About this exercise »
The lines to copy from the data below are those that hold the string "query".

Data to process »
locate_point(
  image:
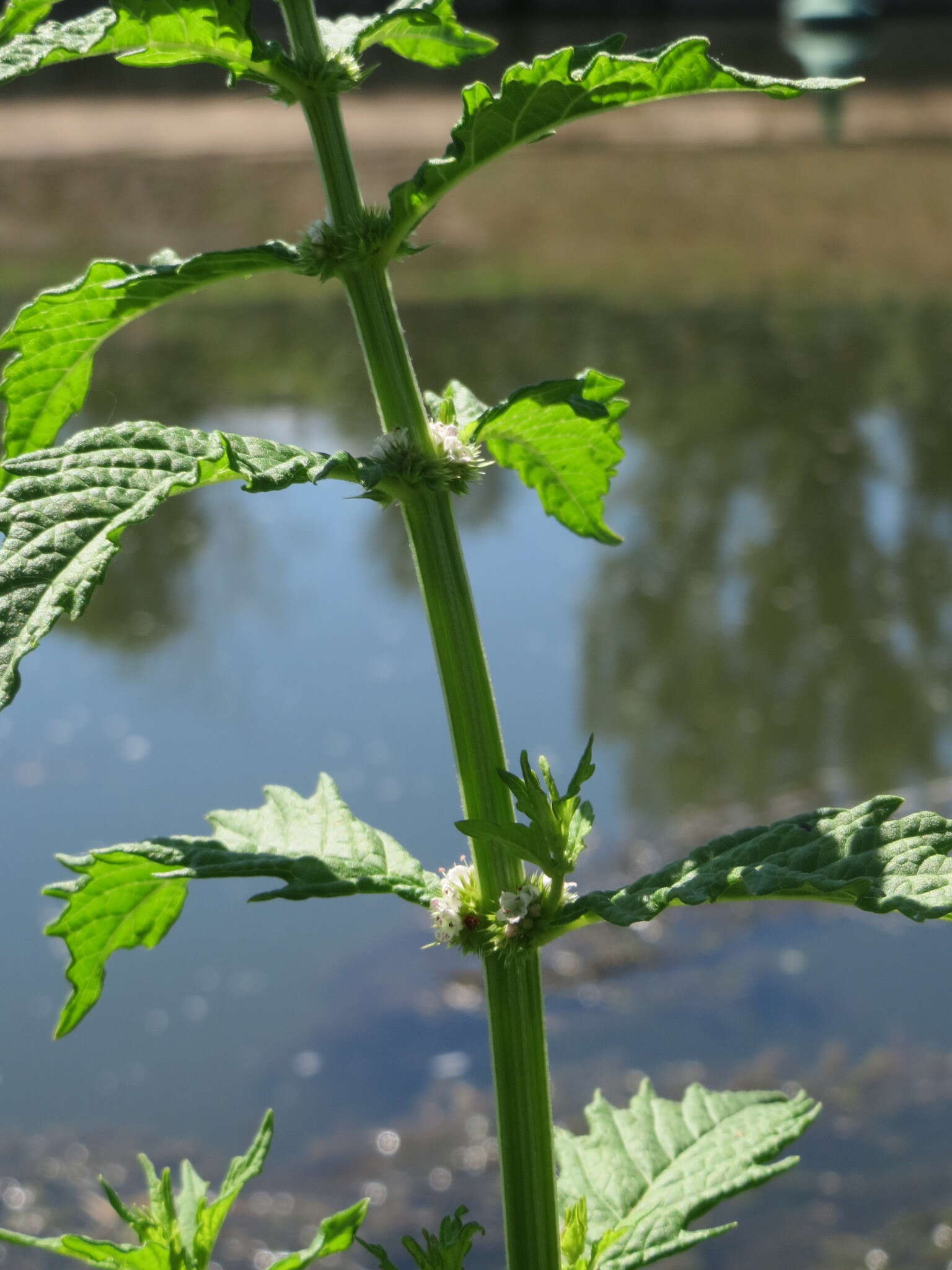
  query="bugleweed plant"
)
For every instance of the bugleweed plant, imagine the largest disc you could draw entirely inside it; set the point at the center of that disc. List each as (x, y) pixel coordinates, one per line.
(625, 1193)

--

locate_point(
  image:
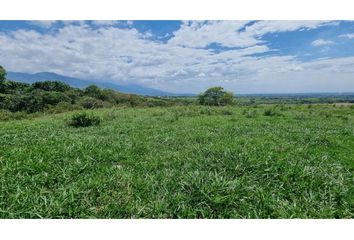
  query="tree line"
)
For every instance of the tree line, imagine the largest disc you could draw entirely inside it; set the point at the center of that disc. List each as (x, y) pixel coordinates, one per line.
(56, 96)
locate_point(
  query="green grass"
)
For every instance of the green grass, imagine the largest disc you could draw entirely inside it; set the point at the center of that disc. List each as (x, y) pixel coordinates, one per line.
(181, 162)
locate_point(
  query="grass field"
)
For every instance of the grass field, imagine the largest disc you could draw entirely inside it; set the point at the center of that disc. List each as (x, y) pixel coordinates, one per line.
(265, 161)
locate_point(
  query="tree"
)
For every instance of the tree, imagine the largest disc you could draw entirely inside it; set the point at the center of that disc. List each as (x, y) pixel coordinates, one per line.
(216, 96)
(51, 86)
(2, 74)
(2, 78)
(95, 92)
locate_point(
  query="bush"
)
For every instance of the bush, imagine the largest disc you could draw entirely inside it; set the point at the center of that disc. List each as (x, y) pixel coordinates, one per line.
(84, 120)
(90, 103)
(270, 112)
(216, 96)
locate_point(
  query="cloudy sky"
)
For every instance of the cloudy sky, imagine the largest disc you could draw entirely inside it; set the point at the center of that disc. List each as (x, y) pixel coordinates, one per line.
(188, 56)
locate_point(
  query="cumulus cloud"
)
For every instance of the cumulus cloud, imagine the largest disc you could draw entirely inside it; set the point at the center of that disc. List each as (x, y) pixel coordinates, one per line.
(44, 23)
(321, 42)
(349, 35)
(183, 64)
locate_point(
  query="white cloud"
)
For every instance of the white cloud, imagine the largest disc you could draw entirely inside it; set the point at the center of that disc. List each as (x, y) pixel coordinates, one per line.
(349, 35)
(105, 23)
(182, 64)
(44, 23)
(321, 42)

==

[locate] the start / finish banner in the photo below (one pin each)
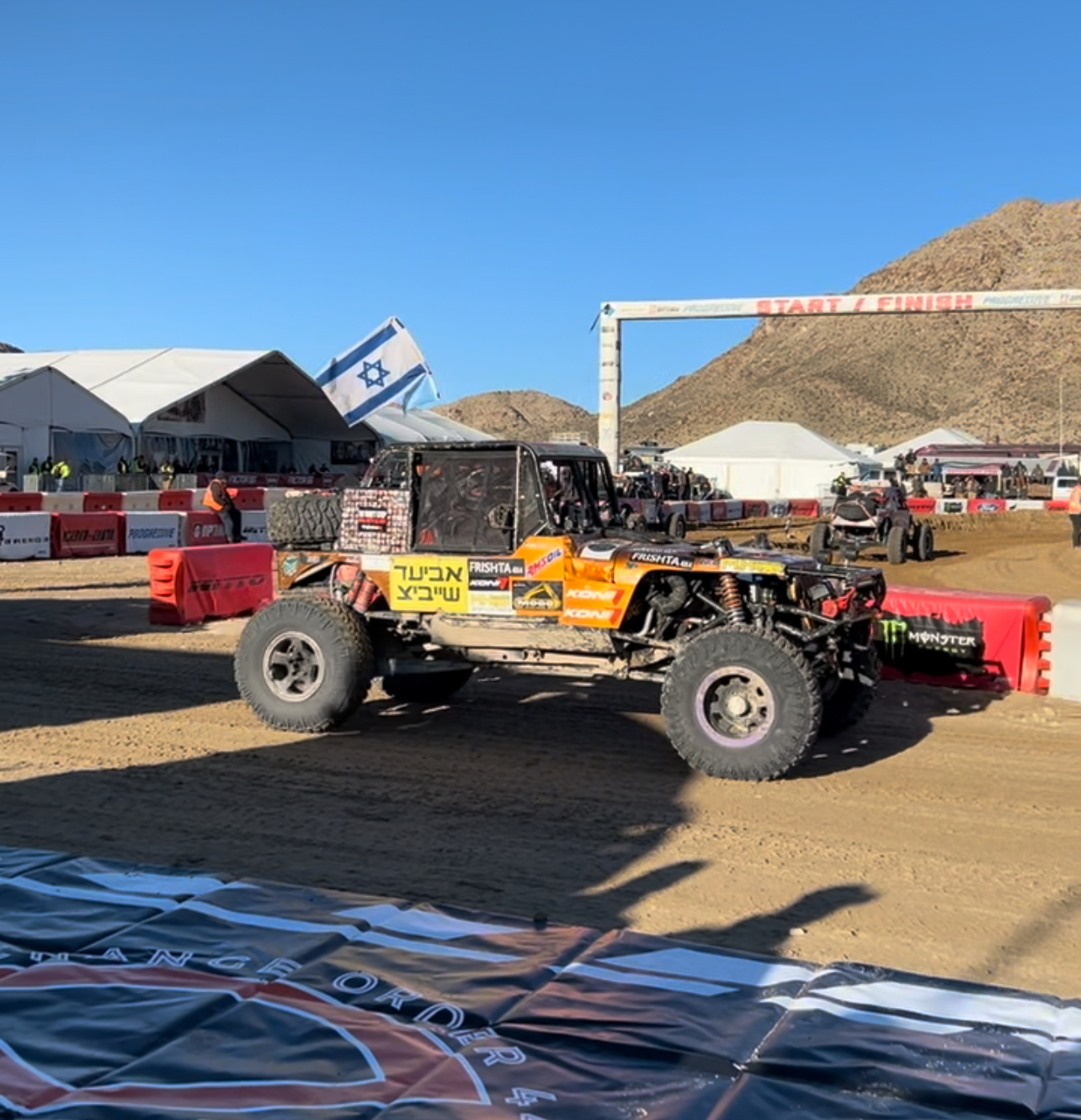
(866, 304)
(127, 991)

Response area »
  query="bugleweed plant"
  query="tree line"
  query="green grass"
  query="grass field"
  query="tree"
  query="bush"
  query="cloudy sky"
  query="cumulus cloud"
  query="white cloud"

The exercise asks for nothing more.